▶ Records from a data collection
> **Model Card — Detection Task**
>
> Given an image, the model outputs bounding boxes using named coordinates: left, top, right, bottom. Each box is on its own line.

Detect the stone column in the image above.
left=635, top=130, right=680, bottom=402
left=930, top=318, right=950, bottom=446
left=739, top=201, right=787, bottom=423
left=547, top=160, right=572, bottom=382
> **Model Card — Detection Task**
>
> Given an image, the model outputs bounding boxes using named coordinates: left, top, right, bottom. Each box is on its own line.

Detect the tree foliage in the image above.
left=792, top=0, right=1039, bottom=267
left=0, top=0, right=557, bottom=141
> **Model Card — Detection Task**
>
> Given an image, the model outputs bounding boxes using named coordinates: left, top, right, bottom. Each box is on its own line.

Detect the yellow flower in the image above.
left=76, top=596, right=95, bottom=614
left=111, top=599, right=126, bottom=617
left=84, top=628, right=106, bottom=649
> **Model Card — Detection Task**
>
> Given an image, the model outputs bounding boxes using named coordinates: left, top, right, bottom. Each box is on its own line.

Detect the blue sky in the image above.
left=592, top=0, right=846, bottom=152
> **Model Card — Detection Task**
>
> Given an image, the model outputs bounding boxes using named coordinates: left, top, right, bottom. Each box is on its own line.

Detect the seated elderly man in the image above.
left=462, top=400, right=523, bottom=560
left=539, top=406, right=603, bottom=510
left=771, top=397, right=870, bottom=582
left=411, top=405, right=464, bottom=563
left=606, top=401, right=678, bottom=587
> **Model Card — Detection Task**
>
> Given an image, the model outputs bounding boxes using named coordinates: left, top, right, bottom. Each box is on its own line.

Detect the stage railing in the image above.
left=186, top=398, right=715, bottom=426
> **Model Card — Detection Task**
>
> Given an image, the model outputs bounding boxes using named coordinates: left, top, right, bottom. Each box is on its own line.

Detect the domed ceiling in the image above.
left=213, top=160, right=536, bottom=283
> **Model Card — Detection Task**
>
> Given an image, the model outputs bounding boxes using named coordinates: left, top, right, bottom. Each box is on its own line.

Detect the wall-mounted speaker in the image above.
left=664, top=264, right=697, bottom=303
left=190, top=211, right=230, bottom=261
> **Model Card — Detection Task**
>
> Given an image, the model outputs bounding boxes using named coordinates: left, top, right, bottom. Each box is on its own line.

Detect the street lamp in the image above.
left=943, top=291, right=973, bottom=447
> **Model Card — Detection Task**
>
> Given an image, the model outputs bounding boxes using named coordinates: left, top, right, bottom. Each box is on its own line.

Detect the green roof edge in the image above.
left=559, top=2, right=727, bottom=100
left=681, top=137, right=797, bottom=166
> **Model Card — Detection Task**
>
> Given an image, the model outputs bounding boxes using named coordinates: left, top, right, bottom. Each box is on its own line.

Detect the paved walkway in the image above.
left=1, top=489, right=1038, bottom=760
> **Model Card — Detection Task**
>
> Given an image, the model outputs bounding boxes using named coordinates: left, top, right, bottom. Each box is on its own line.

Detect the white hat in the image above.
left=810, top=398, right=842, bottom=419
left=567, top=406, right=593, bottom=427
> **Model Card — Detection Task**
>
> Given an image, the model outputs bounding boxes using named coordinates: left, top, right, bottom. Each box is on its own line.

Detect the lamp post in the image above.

▶ Task to carry out
Write out again every entry above, exactly as given.

▶ The completed task
> **Model Card — Detection Task**
>
> Given an image, the model outputs bounding boxes using named coordinates: left, top, right, bottom. Each box is on its own line.

Detect the stone column in the image above.
left=635, top=130, right=680, bottom=402
left=930, top=318, right=950, bottom=446
left=739, top=201, right=787, bottom=423
left=547, top=160, right=572, bottom=382
> **Model Card — Detection Task**
>
> Given an image, the model outputs bounding boxes using named coordinates: left, top, right, bottom. Each box is on its own line.

Detect the tree foliage in the image above.
left=792, top=0, right=1039, bottom=267
left=0, top=0, right=557, bottom=141
> **Model Card — Detection Task**
>
> Given an image, the model outputs bounding boxes using named coordinates: left, top, right, bottom. Each box is on its own line.

Detect the yellow flower in the image above.
left=76, top=596, right=95, bottom=614
left=111, top=599, right=126, bottom=617
left=84, top=628, right=106, bottom=649
> **Model Card — Detection Task**
>
> Given an image, the model outputs bounding boxes using named coordinates: left, top, right, bottom. Each box is on its own line.

Detect the blue sky in the image above.
left=592, top=0, right=846, bottom=152
> **Model Card — Detection Task**
>
> Given an image, the model outputs bounding boxes using named coordinates: left, top, right, bottom. Each box is on its own line.

Detect the seated elderly man in the image above.
left=462, top=400, right=523, bottom=560
left=539, top=406, right=603, bottom=510
left=771, top=397, right=870, bottom=582
left=411, top=405, right=464, bottom=563
left=606, top=401, right=678, bottom=587
> **Model Card — Detection Task**
>
> Given an image, the model outputs bounding boxes using named coordinates: left, top, right, bottom. Each box is on its own line.

Detect the stage railing in the image above.
left=186, top=398, right=715, bottom=426
> **Model Card — Detection Task**
>
> Given an image, the model outputs bounding boxes using named coordinates: left, top, right, bottom. Each box is on its own line.

Detect the domed ceiling in the image above.
left=213, top=160, right=536, bottom=283
> **Model Card — Detection Task**
>
> Given an image, the model outputs bounding boxes using named coordinates: left, top, right, bottom. Each box is on its own line.

Detect the wall-mounted speaker in the image above.
left=664, top=264, right=697, bottom=303
left=190, top=211, right=230, bottom=261
> **Model Card — Detection Task**
>
> Given an image, the model outputs bounding boxes using named coordinates: left, top, right, bottom. Each box is on its own line.

Detect the street lamp in the image above.
left=943, top=291, right=973, bottom=447
> **Model Card — Detection Task**
>
> Given an image, the model outputs bounding boxes using named coordinates: left, top, right, bottom. Each box is on its own line.

Detect the green roof edge in the image above.
left=559, top=2, right=727, bottom=100
left=681, top=137, right=797, bottom=166
> **Model Card — Detection Task**
>
> Given an image, the model outputs bounding boxes using named coordinates: left, top, right, bottom. Each box is on its own line.

Detect the paved walkway in the image above.
left=1, top=489, right=1038, bottom=760
> **Model Card — Detection Task**
>
> Given an image, the model outputs bounding boxes using named coordinates: left, top, right, bottom. Each box is on its own line.

Detect the white hat in the image above.
left=810, top=398, right=842, bottom=419
left=567, top=406, right=593, bottom=427
> **Model Card — Detection Task**
>
> Given an image, the model outputs bounding boxes using named coordinates: left, top, right, bottom. Each box is on its own line.

Detect the lamp post in the image above.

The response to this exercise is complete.